[Excerpts of location labeling data]
------------------------------------------------------------

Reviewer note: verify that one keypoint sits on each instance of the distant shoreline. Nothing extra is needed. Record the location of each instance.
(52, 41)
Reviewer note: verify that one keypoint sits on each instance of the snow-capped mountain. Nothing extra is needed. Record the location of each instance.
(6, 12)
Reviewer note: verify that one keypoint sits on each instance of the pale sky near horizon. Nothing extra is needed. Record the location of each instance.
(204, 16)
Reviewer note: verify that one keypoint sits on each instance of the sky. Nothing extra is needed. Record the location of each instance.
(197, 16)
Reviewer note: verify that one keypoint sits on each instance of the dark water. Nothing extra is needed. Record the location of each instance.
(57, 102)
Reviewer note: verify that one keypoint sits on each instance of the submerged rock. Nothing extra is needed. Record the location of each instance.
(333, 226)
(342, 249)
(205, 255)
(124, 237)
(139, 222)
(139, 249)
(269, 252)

------------------------------------------------------------

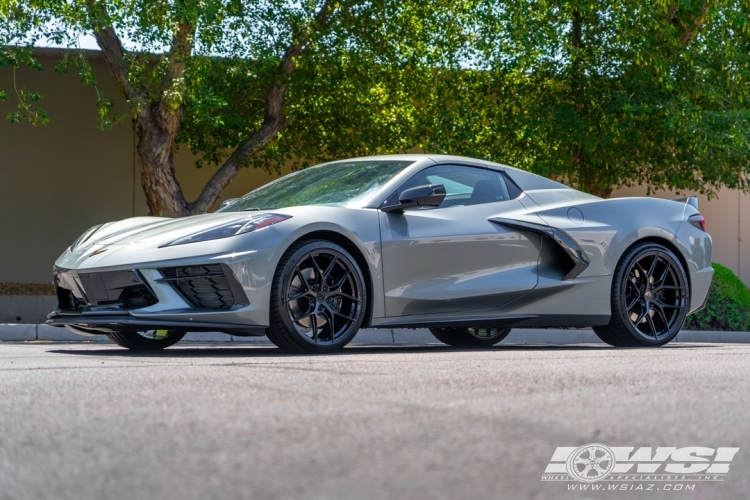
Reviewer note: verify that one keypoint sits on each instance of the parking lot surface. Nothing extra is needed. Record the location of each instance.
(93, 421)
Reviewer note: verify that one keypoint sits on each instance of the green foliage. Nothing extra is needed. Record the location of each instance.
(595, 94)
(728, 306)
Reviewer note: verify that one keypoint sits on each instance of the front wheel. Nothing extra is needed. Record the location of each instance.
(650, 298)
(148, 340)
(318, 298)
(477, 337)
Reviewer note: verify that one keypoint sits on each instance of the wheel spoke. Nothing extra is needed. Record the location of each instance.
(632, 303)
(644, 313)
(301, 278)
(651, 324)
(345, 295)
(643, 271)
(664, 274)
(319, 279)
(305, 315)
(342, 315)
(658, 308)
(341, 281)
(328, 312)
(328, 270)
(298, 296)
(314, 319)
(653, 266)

------------------------------------------------------------

OBJECTIVE
Extract each line of the material above that contains the word "wheel", copying those lines unchanged.

ANSWER TO THE EXERCISE
Reviewer note: verify that one keypoint sits on each instance of the front wheel. Nothing extra is needed. Record the location of each instance.
Reviewer note: verify that one keypoint sits on each instance of the wheel spoke. Nothing extra is needed. Record the location of each instance.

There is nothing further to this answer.